_Selected excerpt_:
FIVE years ago, Sonam Como survived a devastating earthquake that hit her hometown in the Yushu Tibet Autonomous Region of northwest China’s Qinghai Province.

Sadly, her twins, a boy and a girl, and her home did not.

Today, Sonam lives in an apartment in a new community in Yushu, which was badly hit by the quake that left nearly 3,000 people dead or missing.

At the nadir of her bereavement, she attempted suicide, but her older son, a monk at a local Tibetan Buddhist monastery, saved her.

In May 2012, she gave birth to a second pair of twins, also a boy and a girl.

“The Buddha heard my prayers,” she said.

To date, 79 families who lost their children in the disaster have had or are expecting children, according to Chagxi Yongye, deputy director of the city’s health and family planning bureau.

While the babies have gone some way to healing broken hearts, 1,200 reconstruction projects, at a combined cost of 44.4 billion yuan (US$7.15 billion), have transformed the once remote town of Yushu into a thriving city.

According to the prefecture government, more than 39,000 families from quake-hit regions have moved to new homes that feature Tibetan architectural characteristics. Many, for the first time, now have access to flushing toilets. Also, 94 kindergartens, primary and middle schools and 63 medical centers have been built.

“The old schools didn’t even have playgrounds and now students can enjoy athletics tracks,” said Cering Bamo, a guide at a museum that commemorates the disaster.

In 2010, most locals had never visited a museum, but there are now several at their disposal, including one on Tibetan folk customs and art.

Under the 10-year Beijing-Yushu plan, experts have been dispatched to Yushu to help with infrastructure construction and urban management, while 200 local officials have been on courses, according to Li, who heads the plan.

Catapulted into modern living, many Tibetans who once survived by digging for fungi and herding, now work in the fields of modern farms, car repairs and handicrafts, said Wen Guodong, Party chief of the Yushu prefecture.

Stored data entries:

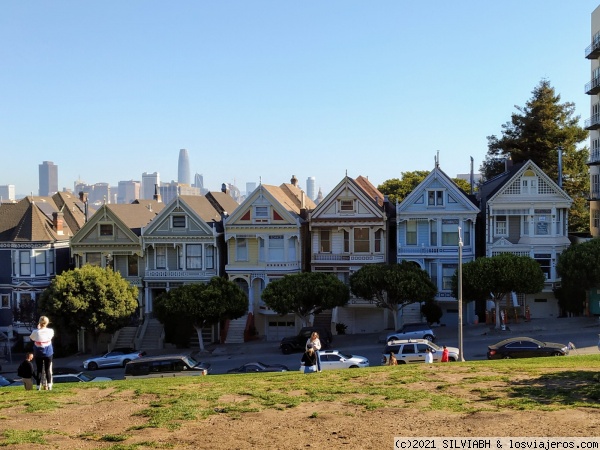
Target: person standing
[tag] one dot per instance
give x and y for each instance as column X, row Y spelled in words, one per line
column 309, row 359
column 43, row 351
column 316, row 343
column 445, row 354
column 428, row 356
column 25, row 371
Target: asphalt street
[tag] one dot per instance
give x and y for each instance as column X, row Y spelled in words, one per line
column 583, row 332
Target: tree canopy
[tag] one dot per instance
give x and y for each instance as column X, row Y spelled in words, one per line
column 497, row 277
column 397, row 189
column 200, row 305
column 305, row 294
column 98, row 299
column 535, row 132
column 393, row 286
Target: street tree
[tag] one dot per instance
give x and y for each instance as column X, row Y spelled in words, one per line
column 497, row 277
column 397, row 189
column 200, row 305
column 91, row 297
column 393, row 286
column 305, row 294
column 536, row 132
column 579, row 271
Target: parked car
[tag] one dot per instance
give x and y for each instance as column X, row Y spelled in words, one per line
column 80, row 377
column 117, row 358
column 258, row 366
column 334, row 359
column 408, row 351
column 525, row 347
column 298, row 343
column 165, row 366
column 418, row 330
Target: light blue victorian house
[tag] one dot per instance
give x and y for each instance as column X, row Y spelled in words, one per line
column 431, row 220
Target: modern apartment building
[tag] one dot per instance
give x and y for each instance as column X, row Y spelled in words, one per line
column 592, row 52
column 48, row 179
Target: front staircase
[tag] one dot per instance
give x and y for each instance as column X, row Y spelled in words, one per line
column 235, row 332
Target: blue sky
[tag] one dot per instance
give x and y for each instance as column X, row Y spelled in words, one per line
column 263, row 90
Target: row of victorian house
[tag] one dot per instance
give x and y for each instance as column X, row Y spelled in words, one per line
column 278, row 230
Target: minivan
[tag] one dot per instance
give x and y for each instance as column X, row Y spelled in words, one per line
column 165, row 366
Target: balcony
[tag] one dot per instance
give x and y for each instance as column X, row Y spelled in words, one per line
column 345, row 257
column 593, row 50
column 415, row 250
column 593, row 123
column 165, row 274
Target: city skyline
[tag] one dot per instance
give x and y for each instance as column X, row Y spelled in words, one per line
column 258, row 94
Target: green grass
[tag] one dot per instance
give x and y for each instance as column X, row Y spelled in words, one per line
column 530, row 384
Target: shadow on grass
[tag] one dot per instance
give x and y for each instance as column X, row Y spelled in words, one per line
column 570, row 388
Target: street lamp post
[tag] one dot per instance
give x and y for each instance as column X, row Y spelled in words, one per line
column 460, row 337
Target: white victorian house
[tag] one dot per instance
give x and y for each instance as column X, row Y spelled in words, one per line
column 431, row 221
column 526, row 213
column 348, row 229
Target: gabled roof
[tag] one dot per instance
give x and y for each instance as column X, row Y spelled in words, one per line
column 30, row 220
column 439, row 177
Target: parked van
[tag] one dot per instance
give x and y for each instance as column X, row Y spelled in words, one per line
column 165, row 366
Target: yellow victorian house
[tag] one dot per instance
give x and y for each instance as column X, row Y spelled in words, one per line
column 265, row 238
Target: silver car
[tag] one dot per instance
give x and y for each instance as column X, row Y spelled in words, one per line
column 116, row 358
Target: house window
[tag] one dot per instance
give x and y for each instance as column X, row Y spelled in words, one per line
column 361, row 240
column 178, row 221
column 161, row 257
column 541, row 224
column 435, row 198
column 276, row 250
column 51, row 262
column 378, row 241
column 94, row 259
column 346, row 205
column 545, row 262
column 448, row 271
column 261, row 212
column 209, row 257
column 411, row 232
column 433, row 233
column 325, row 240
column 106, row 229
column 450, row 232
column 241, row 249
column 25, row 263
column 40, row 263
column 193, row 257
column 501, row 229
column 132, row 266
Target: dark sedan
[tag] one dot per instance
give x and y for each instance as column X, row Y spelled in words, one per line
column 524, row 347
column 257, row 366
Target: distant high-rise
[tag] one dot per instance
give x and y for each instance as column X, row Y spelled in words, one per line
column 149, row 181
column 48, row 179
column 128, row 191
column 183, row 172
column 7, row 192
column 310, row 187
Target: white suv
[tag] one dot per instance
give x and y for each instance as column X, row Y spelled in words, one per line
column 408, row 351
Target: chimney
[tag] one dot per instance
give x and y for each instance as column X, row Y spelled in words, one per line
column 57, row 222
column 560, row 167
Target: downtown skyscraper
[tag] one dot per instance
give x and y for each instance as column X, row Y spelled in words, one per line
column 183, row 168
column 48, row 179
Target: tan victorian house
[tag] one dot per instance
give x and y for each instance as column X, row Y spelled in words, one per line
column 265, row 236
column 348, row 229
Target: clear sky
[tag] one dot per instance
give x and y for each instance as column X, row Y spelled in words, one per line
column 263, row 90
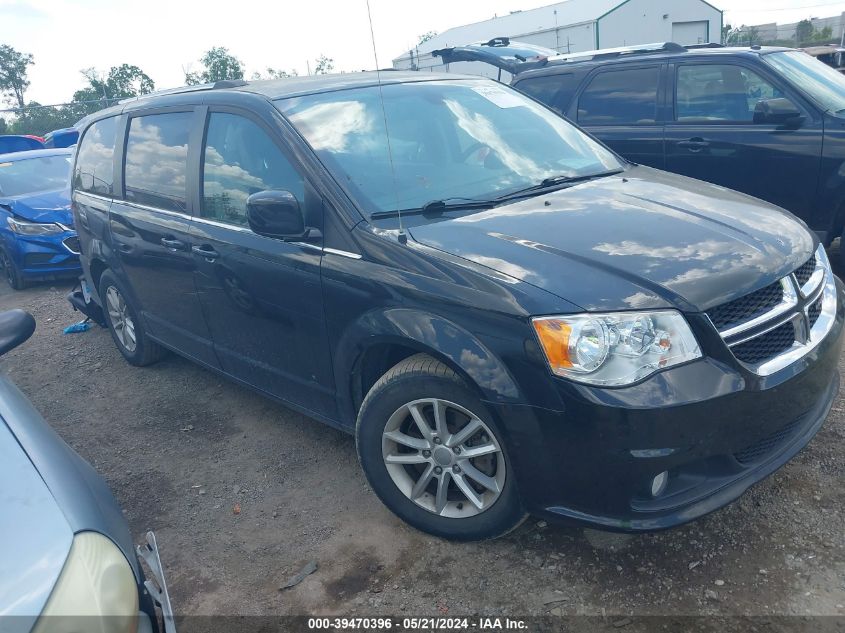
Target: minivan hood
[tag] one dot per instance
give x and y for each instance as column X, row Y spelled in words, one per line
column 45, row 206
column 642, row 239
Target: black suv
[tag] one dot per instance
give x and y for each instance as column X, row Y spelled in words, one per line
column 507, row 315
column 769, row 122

==

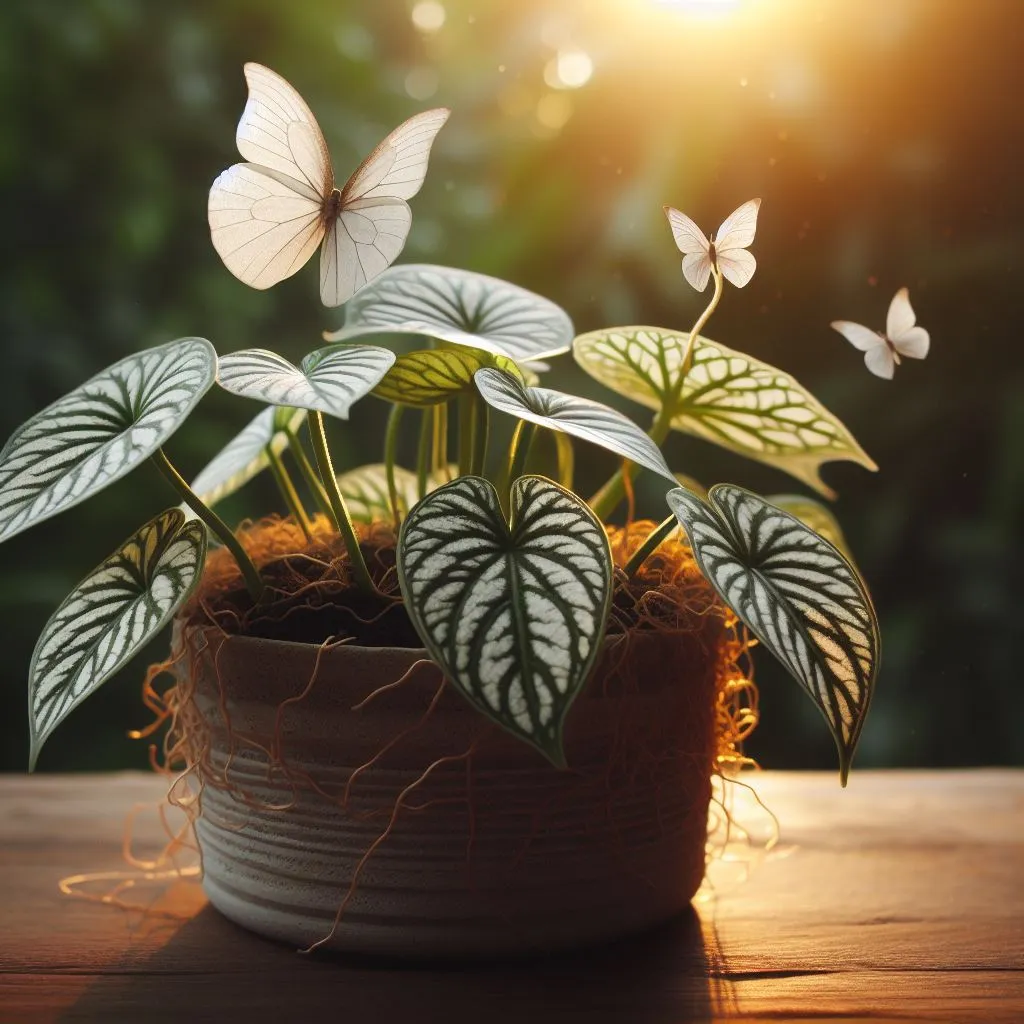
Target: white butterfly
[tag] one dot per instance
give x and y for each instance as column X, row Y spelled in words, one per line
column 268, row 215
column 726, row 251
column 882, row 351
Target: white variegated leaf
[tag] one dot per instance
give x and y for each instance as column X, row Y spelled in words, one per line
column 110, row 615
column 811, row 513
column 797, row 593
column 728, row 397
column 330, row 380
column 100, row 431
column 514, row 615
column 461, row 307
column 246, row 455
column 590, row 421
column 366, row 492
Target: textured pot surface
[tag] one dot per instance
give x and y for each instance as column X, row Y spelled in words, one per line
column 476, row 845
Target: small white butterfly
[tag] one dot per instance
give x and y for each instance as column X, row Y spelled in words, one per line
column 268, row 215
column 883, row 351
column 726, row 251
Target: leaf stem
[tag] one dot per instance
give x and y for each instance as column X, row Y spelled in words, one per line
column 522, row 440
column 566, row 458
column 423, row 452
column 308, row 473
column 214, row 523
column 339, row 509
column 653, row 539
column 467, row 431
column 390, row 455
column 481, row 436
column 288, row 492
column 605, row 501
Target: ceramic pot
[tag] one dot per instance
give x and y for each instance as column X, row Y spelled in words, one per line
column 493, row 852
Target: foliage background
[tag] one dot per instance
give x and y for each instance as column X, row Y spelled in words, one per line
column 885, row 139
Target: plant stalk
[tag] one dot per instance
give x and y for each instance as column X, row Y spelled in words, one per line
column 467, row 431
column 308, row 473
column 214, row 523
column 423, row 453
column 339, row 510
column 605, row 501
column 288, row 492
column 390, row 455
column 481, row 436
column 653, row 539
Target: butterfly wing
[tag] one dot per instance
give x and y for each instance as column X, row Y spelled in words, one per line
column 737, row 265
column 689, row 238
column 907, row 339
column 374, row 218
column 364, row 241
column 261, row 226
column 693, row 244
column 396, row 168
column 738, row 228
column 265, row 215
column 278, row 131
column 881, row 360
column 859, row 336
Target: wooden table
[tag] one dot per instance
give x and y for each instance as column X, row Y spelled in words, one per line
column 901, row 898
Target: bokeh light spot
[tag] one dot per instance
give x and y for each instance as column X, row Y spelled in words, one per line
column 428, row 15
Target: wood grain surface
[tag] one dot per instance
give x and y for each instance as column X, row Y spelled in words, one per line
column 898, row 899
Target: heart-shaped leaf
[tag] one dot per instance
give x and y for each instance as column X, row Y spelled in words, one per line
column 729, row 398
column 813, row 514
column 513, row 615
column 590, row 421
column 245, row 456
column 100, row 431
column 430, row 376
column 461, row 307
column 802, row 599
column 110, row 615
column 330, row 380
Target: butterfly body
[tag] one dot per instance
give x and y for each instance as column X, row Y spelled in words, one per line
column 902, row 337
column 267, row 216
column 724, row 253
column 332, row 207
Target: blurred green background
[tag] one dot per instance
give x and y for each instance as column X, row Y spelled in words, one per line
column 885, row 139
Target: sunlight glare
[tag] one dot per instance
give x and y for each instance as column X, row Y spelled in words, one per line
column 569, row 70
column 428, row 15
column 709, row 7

_Work to be completed_:
In the passage on Yushu's recovery, write out the stretch from "Under the 10-year" through "the Yushu prefecture.", substituting "specialists" for "experts".

_Answer section_:
Under the 10-year Beijing-Yushu plan, specialists have been dispatched to Yushu to help with infrastructure construction and urban management, while 200 local officials have been on courses, according to Li, who heads the plan.

Catapulted into modern living, many Tibetans who once survived by digging for fungi and herding, now work in the fields of modern farms, car repairs and handicrafts, said Wen Guodong, Party chief of the Yushu prefecture.